TASK: Can you retype, word for word, the stretch of the records below from the line containing "Planogram-check task. Target: table lamp" through the line containing "point(466, 172)"?

RAW RECORDS:
▽
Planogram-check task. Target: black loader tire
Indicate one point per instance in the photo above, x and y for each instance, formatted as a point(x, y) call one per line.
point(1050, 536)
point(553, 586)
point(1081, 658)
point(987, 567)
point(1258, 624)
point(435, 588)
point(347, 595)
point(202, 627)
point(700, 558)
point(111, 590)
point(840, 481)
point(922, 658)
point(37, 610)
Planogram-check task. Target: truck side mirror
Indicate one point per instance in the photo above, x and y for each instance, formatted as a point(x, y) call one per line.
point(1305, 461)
△
▽
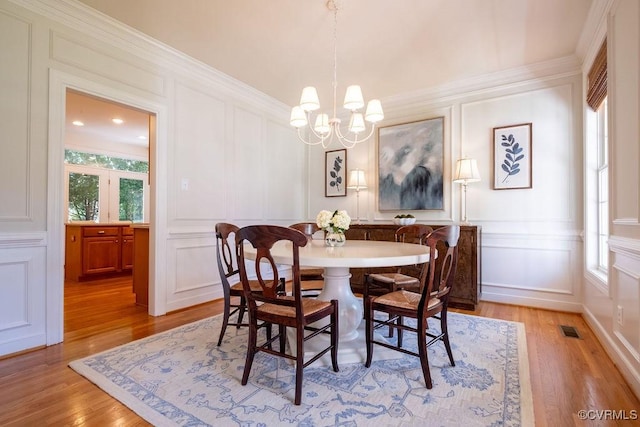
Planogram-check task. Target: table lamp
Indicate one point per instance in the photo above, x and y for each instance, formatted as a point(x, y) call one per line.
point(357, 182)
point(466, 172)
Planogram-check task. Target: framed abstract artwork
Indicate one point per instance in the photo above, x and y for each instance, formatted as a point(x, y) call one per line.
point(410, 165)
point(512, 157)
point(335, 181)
△
▽
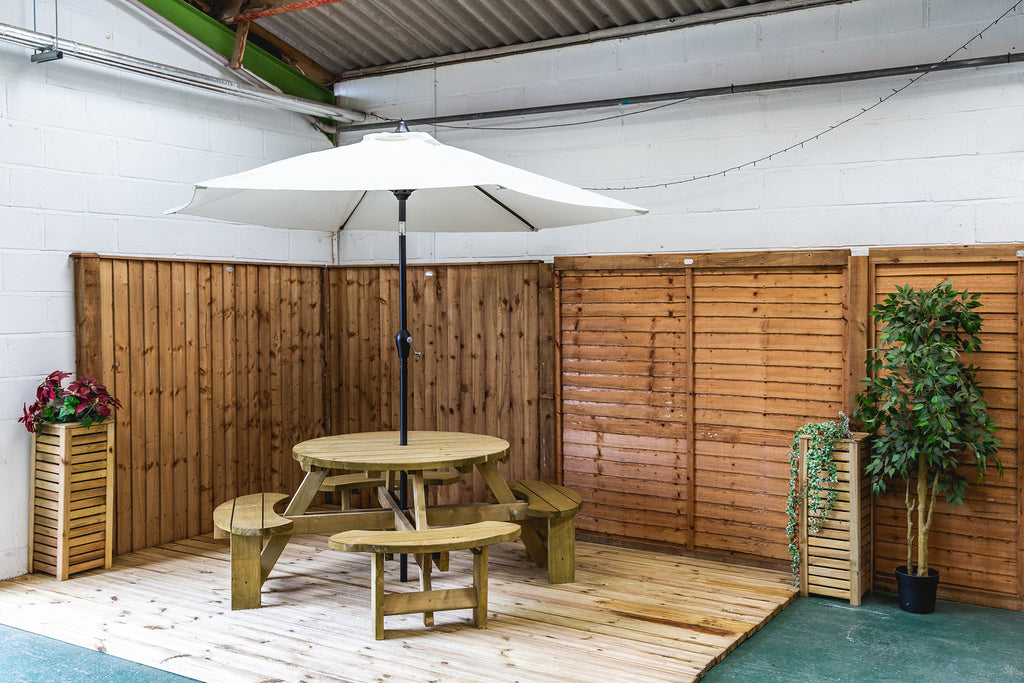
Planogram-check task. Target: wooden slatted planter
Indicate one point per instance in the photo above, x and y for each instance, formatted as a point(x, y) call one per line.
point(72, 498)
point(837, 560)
△
EXERCISE OUTPUT:
Planogram-check task. Target: table lamp
Indicate one point per instance in the photo above, x and y for each instance, formatted as a point(x, y) call one per line.
point(357, 182)
point(466, 172)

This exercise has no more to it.